• [Supplied entries]
- - -
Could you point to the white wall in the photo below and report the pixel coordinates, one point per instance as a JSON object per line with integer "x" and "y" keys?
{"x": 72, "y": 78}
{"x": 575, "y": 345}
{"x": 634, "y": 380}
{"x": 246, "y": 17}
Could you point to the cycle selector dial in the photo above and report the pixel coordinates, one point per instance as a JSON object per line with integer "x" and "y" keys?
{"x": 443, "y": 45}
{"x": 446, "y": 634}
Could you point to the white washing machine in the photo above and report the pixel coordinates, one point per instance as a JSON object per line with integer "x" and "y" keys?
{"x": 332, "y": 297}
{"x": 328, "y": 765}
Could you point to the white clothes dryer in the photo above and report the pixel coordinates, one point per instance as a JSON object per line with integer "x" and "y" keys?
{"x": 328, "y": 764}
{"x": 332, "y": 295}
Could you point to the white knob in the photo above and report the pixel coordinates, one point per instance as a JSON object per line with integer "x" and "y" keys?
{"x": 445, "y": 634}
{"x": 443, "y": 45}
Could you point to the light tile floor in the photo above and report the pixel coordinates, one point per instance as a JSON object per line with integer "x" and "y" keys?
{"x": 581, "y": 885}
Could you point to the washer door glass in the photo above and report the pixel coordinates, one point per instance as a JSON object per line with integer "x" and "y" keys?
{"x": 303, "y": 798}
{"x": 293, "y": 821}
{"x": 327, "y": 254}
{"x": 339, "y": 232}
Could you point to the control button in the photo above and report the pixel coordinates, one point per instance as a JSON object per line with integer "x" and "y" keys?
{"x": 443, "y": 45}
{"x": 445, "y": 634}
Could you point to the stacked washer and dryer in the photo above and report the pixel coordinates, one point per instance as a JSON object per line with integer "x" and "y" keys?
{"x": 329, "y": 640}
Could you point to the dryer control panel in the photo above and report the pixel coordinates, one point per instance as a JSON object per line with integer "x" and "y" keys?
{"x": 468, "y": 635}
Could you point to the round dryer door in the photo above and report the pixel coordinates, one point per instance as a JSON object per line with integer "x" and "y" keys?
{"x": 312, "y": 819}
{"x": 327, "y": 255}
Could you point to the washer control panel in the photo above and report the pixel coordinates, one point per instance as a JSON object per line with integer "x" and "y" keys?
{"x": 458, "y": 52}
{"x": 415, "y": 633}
- - -
• [Exercise] Lay out all of the material above as a two-column CSV with the headers input and output. Give one row per item, with the item's text under input and its answer under output; quote each field and replace line breaks with spaces.

• [Exercise output]
input,output
"Could you point to the white wall in the photo below and report the pixel coordinates, one point per instance as a JSON object per line with integer ""x"" and ""y"" keys?","{""x"": 72, ""y"": 78} {""x"": 575, ""y"": 345} {""x"": 634, ""y"": 380} {""x"": 246, ""y"": 17}"
"Could you point to the cycle selector dial in the photo above and report the pixel coordinates, one point per instance as a JSON object per line with integer ""x"" and ""y"" keys?","{""x"": 443, ""y"": 45} {""x"": 446, ""y"": 634}"
"Could you point to the white washing machine in the photo above and report the pixel coordinates, one point per instance as a JSON object per line with integer ""x"" and ""y"" keys?","{""x"": 332, ""y"": 297} {""x"": 328, ""y"": 765}"
"Could you point to the white clothes dryer in the photo above and report the pixel coordinates, one point per instance as a JSON object per line with integer ""x"" and ""y"" keys?","{""x"": 328, ""y"": 764} {""x"": 332, ""y"": 295}"
"Could you point to the white knob in the photo above and report the pixel coordinates, one point per instance as a JSON object per line with integer ""x"" and ""y"" keys?","{""x"": 445, ""y"": 634} {""x"": 443, ""y"": 45}"
"Could you point to the light tile floor in the photo above and report the pixel coordinates, one point per instance as a JSON object per line with integer ""x"" and ""y"" keys?","{""x"": 581, ""y"": 885}"
"Could you point to the washer door glass in the photo above and report the pixel coordinates, one point per instance as a JSON object per line with integer ""x"" and ""y"" keys?","{""x"": 303, ""y"": 798} {""x"": 293, ""y"": 821} {""x"": 327, ""y"": 254} {""x"": 339, ""y"": 232}"
"Could you point to the control button in the photo above and report the pixel coordinates, one point per instance as a JSON object per line with integer ""x"" and ""y"" keys?","{""x"": 443, ""y"": 45} {""x"": 445, ""y"": 634}"
"Could you point to the stacked washer and dryer in the photo above and report the pixel coordinates, one point per instance as a JSON object per line with integer ""x"" and ""y"" keys?","{""x"": 329, ""y"": 640}"
"Could you point to the dryer control panel in the photo above and report the pixel coordinates, one point per instance as a JSON object per line with integer ""x"" and ""y"" keys?","{""x"": 468, ""y"": 635}"
"Could you point to the round dryer door in the photo above and report the pixel coordinates, one point per instance as a JSON object per line with integer ""x"" and ""y"" keys?","{""x"": 312, ""y"": 819} {""x"": 327, ""y"": 255}"
"Could you point to the washer control panel in the photo above and report the pixel coordinates, one point per instance as a JSON object per line with integer ""x"" and ""y"" keys?","{""x"": 458, ""y"": 52} {""x"": 415, ""y"": 633}"